(Extracted entries begins)

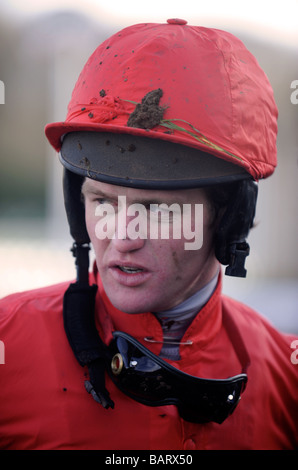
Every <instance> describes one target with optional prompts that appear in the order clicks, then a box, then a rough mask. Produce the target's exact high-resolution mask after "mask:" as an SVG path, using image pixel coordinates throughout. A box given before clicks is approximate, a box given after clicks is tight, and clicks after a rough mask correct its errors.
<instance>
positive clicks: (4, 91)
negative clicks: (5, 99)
mask: <svg viewBox="0 0 298 470" xmlns="http://www.w3.org/2000/svg"><path fill="white" fill-rule="evenodd" d="M0 104H5V86H4V82H2V80H0Z"/></svg>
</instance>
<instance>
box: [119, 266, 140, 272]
mask: <svg viewBox="0 0 298 470" xmlns="http://www.w3.org/2000/svg"><path fill="white" fill-rule="evenodd" d="M117 268H118V269H120V271H122V272H123V273H126V274H136V273H141V272H143V271H144V270H143V269H141V268H137V267H133V266H119V265H118V266H117Z"/></svg>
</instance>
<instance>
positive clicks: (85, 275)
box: [70, 243, 90, 285]
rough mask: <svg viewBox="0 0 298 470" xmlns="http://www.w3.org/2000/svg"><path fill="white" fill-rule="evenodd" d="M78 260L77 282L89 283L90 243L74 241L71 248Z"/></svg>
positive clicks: (76, 266) (82, 282) (77, 265)
mask: <svg viewBox="0 0 298 470" xmlns="http://www.w3.org/2000/svg"><path fill="white" fill-rule="evenodd" d="M70 251H72V254H73V256H74V257H75V259H76V261H75V264H76V270H77V282H79V283H80V284H84V285H86V284H89V251H90V245H89V243H83V244H78V243H74V244H73V245H72V247H71V249H70Z"/></svg>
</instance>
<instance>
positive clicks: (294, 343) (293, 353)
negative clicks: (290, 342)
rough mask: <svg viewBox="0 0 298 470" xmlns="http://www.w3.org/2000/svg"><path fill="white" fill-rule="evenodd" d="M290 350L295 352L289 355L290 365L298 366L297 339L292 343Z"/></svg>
mask: <svg viewBox="0 0 298 470" xmlns="http://www.w3.org/2000/svg"><path fill="white" fill-rule="evenodd" d="M291 348H292V349H294V350H295V351H293V352H292V354H291V363H292V364H298V339H295V340H294V341H292V343H291Z"/></svg>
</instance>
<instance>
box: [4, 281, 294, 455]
mask: <svg viewBox="0 0 298 470" xmlns="http://www.w3.org/2000/svg"><path fill="white" fill-rule="evenodd" d="M91 277H93V275H91ZM92 282H94V279H92ZM98 283H99V292H98V295H97V305H96V315H97V320H98V325H101V326H99V329H100V330H101V335H102V337H103V338H104V340H105V341H106V342H108V341H109V340H110V339H111V332H112V331H113V330H121V331H125V332H127V333H129V334H131V335H132V336H134V337H135V338H136V339H138V340H139V341H140V342H142V343H143V344H145V345H146V346H147V347H148V343H144V340H143V338H144V337H145V336H152V337H154V338H155V339H156V340H161V339H162V330H161V327H160V325H159V323H158V321H157V320H156V319H155V317H154V316H153V315H152V314H150V313H146V314H137V315H136V314H135V315H132V314H126V313H123V312H120V311H119V310H116V309H115V308H114V307H113V306H112V305H111V304H110V302H109V300H108V299H107V297H106V295H105V293H104V291H103V288H102V286H101V284H100V280H98ZM67 286H68V284H67V283H63V284H60V285H56V286H52V287H48V288H43V289H38V290H34V291H29V292H25V293H21V294H14V295H11V296H9V297H7V298H5V299H3V300H2V301H1V302H0V340H1V341H2V342H3V343H4V346H5V364H0V383H1V385H0V448H1V449H105V450H122V449H134V450H138V449H147V450H150V449H153V450H160V449H166V450H181V449H188V450H193V449H294V448H297V447H298V445H297V444H298V432H297V427H298V406H297V393H298V392H297V391H298V364H295V362H296V361H291V355H292V354H293V349H292V348H291V343H292V341H293V340H294V339H295V338H294V337H290V336H286V335H283V334H281V333H279V332H277V331H276V330H275V329H274V328H273V327H272V326H271V325H270V324H269V323H268V322H267V321H266V320H264V319H263V318H261V317H260V316H258V315H257V314H256V313H255V312H254V311H252V310H251V309H250V308H248V307H246V306H244V305H242V304H240V303H238V302H236V301H234V300H231V299H229V298H226V297H224V296H222V294H221V283H219V285H218V287H217V289H216V291H215V293H214V294H213V296H212V297H211V299H210V300H209V302H208V303H207V304H206V306H205V307H204V308H203V309H202V310H201V311H200V313H199V314H198V315H197V317H196V318H195V320H194V321H193V323H192V324H191V325H190V327H189V328H188V330H187V332H186V334H185V336H184V339H183V341H184V340H187V339H190V338H191V339H192V341H193V344H192V345H191V346H190V345H183V346H181V348H180V349H181V350H180V354H181V360H179V361H177V362H173V363H172V364H173V365H174V366H176V367H178V368H181V369H182V370H183V371H185V372H188V373H190V374H192V375H197V376H201V377H209V378H225V377H228V376H231V375H235V374H238V373H240V372H241V368H240V364H239V362H238V359H237V356H236V354H235V351H234V348H233V347H232V345H231V342H230V340H229V338H228V336H227V333H226V331H225V329H224V327H223V325H222V312H223V311H228V312H229V313H230V314H232V315H233V317H234V319H235V320H236V322H237V324H238V327H239V329H240V331H241V334H242V335H243V338H244V340H245V343H246V347H247V349H248V350H249V354H250V359H251V365H250V367H249V369H248V384H247V388H246V390H245V392H244V393H243V395H242V400H241V402H240V404H239V405H238V407H237V408H236V410H235V412H234V413H233V414H232V415H231V416H230V417H229V418H227V420H226V421H225V422H224V423H222V424H216V423H208V424H193V423H189V422H185V421H183V420H182V419H181V418H180V417H179V415H178V413H177V410H176V408H175V406H173V405H169V406H163V407H148V406H145V405H142V404H139V403H137V402H135V401H134V400H132V399H130V398H128V397H127V396H125V395H124V394H122V393H121V392H120V391H118V390H117V389H116V387H115V386H114V385H113V383H112V382H111V381H110V380H109V378H107V380H106V386H107V389H108V390H109V391H110V394H111V397H112V399H113V400H114V402H115V408H114V410H111V409H108V410H105V409H103V408H102V406H101V405H99V404H98V403H96V402H95V401H94V400H93V399H92V397H91V395H89V394H88V393H87V392H86V390H85V388H84V381H85V374H86V371H85V369H84V368H82V367H81V366H80V365H79V364H78V363H77V361H76V359H75V357H74V355H73V352H72V350H71V349H70V346H69V344H68V341H67V339H66V335H65V332H64V328H63V320H62V299H63V294H64V292H65V290H66V288H67ZM159 348H160V345H159V344H152V346H150V349H151V350H152V351H153V352H155V353H157V354H158V351H159Z"/></svg>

(Extracted entries ends)

# What to do
Excluding the pictures, restate the records above word for word.

# Exercise output
Every <instance> describes one target with optional prompts that appear in the order clicks, then a box, then a rough mask. Produce the target's exact high-resolution mask after "mask:" as an SVG path, using image pixel coordinates throughout. A box given before clicks is approximate, a box given after clicks is tight, and clicks after a rough mask correct its errors.
<instance>
positive clicks: (4, 91)
negative clicks: (5, 99)
mask: <svg viewBox="0 0 298 470" xmlns="http://www.w3.org/2000/svg"><path fill="white" fill-rule="evenodd" d="M0 104H5V86H4V82H2V80H0Z"/></svg>
</instance>
<instance>
box: [119, 266, 140, 272]
mask: <svg viewBox="0 0 298 470" xmlns="http://www.w3.org/2000/svg"><path fill="white" fill-rule="evenodd" d="M117 268H118V269H120V271H122V272H123V273H126V274H136V273H141V272H143V271H144V270H143V269H141V268H137V267H133V266H119V265H118V266H117Z"/></svg>
</instance>
<instance>
positive clicks: (85, 275)
box: [70, 243, 90, 285]
rough mask: <svg viewBox="0 0 298 470" xmlns="http://www.w3.org/2000/svg"><path fill="white" fill-rule="evenodd" d="M78 260L77 282L89 283L90 243L74 241L71 248Z"/></svg>
positive clicks: (76, 266) (82, 282) (77, 265)
mask: <svg viewBox="0 0 298 470" xmlns="http://www.w3.org/2000/svg"><path fill="white" fill-rule="evenodd" d="M70 251H72V254H73V256H74V257H75V259H76V261H75V264H76V270H77V282H79V283H80V284H84V285H86V284H89V251H90V245H89V243H83V244H78V243H74V244H73V245H72V247H71V249H70Z"/></svg>
</instance>
<instance>
positive clicks: (294, 343) (293, 353)
negative clicks: (290, 342)
rough mask: <svg viewBox="0 0 298 470" xmlns="http://www.w3.org/2000/svg"><path fill="white" fill-rule="evenodd" d="M290 350L295 352L289 355L290 365L298 366L297 339L292 343Z"/></svg>
mask: <svg viewBox="0 0 298 470" xmlns="http://www.w3.org/2000/svg"><path fill="white" fill-rule="evenodd" d="M291 348H292V349H294V350H295V351H293V352H292V354H291V363H292V364H298V339H295V340H294V341H292V343H291Z"/></svg>
</instance>
<instance>
box: [4, 281, 294, 455]
mask: <svg viewBox="0 0 298 470" xmlns="http://www.w3.org/2000/svg"><path fill="white" fill-rule="evenodd" d="M91 277H93V275H91ZM92 282H94V279H92ZM98 283H99V292H98V295H97V305H96V315H97V320H98V325H101V326H99V329H100V330H101V335H102V337H103V338H104V340H105V341H106V342H108V341H109V340H110V339H111V332H112V331H113V330H121V331H125V332H127V333H129V334H131V335H132V336H134V337H135V338H136V339H138V340H139V341H140V342H142V343H143V344H145V345H146V346H147V347H148V343H144V340H143V338H144V337H145V336H152V337H154V338H155V339H156V340H161V339H162V330H161V327H160V325H159V323H158V321H157V320H156V319H155V317H154V316H153V315H152V314H150V313H146V314H137V315H136V314H135V315H132V314H126V313H123V312H120V311H119V310H116V309H115V308H114V307H113V306H112V305H111V304H110V302H109V300H108V299H107V297H106V295H105V293H104V291H103V288H102V286H101V284H100V280H98ZM67 286H68V284H67V283H63V284H60V285H56V286H52V287H48V288H43V289H38V290H34V291H29V292H25V293H21V294H14V295H11V296H9V297H7V298H5V299H3V300H2V301H1V302H0V340H1V341H2V342H3V343H4V346H5V364H0V383H1V385H0V448H1V449H105V450H122V449H134V450H138V449H147V450H150V449H153V450H160V449H166V450H181V449H188V450H193V449H294V448H297V447H298V445H297V444H298V432H297V427H298V406H297V393H298V392H297V391H298V364H295V362H296V361H291V355H292V354H293V349H292V348H291V343H292V341H293V340H294V339H295V338H294V337H290V336H286V335H283V334H281V333H279V332H277V331H276V330H275V329H274V328H273V327H272V326H271V325H270V324H269V323H268V322H267V321H266V320H264V319H263V318H261V317H260V316H258V315H257V314H256V313H255V312H254V311H252V310H251V309H250V308H248V307H246V306H244V305H242V304H240V303H238V302H236V301H234V300H231V299H229V298H226V297H224V296H222V294H221V283H219V285H218V287H217V289H216V291H215V293H214V294H213V296H212V297H211V299H210V300H209V302H208V303H207V304H206V306H205V307H204V308H203V309H202V310H201V311H200V313H199V314H198V315H197V317H196V318H195V320H194V321H193V323H192V324H191V325H190V327H189V328H188V330H187V332H186V334H185V336H184V339H183V341H184V340H187V339H190V338H191V339H192V341H193V344H192V345H191V346H190V345H183V346H181V348H180V349H181V350H180V354H181V360H179V361H177V362H173V363H172V364H173V365H174V366H176V367H178V368H181V369H182V370H183V371H185V372H188V373H190V374H192V375H197V376H201V377H209V378H225V377H228V376H231V375H235V374H238V373H240V372H241V368H240V364H239V362H238V359H237V356H236V354H235V351H234V348H233V347H232V345H231V342H230V340H229V338H228V336H227V333H226V331H225V329H224V327H223V325H222V312H223V311H228V312H229V313H230V314H232V315H233V317H234V319H235V320H236V322H237V324H238V327H239V329H240V331H241V334H242V335H243V338H244V340H245V343H246V347H247V349H248V350H249V354H250V359H251V365H250V367H249V369H248V384H247V388H246V390H245V392H244V393H243V395H242V400H241V402H240V404H239V405H238V407H237V408H236V410H235V412H234V413H233V414H232V415H231V416H230V417H229V418H227V420H226V421H225V422H224V423H222V424H216V423H208V424H193V423H189V422H185V421H183V420H182V419H181V418H180V417H179V415H178V413H177V410H176V408H175V406H173V405H169V406H163V407H148V406H145V405H142V404H139V403H137V402H135V401H134V400H132V399H130V398H128V397H127V396H125V395H124V394H122V393H121V392H120V391H118V390H117V389H116V387H115V386H114V385H113V383H112V382H111V381H110V380H109V378H107V380H106V386H107V389H108V390H109V391H110V394H111V397H112V399H113V400H114V402H115V408H114V410H111V409H108V410H105V409H103V408H102V406H101V405H99V404H98V403H96V402H95V401H94V400H93V399H92V397H91V395H89V394H88V393H87V392H86V390H85V388H84V381H85V374H86V371H85V369H84V368H82V367H81V366H80V365H79V364H78V363H77V361H76V359H75V357H74V355H73V352H72V350H71V349H70V346H69V344H68V341H67V339H66V335H65V332H64V328H63V320H62V299H63V294H64V292H65V290H66V288H67ZM159 348H160V345H159V344H152V346H150V349H151V350H152V351H153V352H155V353H157V354H158V351H159Z"/></svg>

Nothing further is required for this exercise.